Directions: Without the images, write out all of the following entries exactly.

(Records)

- - -

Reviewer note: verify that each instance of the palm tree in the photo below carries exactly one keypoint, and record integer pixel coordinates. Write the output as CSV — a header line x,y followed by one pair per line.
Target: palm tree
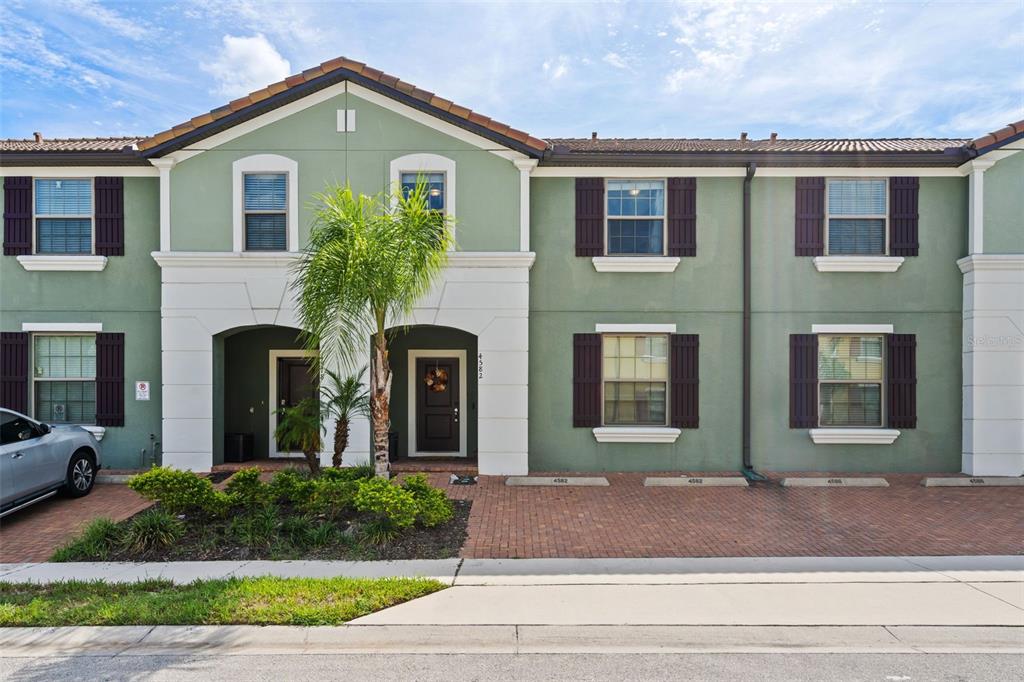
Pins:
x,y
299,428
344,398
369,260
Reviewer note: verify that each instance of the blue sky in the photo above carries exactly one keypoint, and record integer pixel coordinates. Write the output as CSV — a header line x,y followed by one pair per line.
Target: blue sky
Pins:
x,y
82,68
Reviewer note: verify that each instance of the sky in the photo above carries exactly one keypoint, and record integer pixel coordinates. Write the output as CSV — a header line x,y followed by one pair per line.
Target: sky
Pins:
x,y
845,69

- - -

Output for this exercise:
Reviewer note: verify that each instance of the palm tree in the photo below carries exactly one keypoint, and record integer pixel coordinates. Write the output as CSV — a header line x,y followed by one pair per line.
Target: palm tree
Pins:
x,y
299,428
344,398
369,260
Reviewer note: verify that each instance of the blue sky in the photo above carries exactly one keypoint, and record integer pixel coordinates. Write the output as CSV — a header line x,y followed by one pair per line.
Target: blue sky
Pins:
x,y
82,68
Reviewer note: verify that each instance of the sky in the photo above carries exactly one keypoint, and record integer pixel coordinates. Write the output as CSV — a header line x,y followed by one pair per line.
Target: sky
Pins:
x,y
845,69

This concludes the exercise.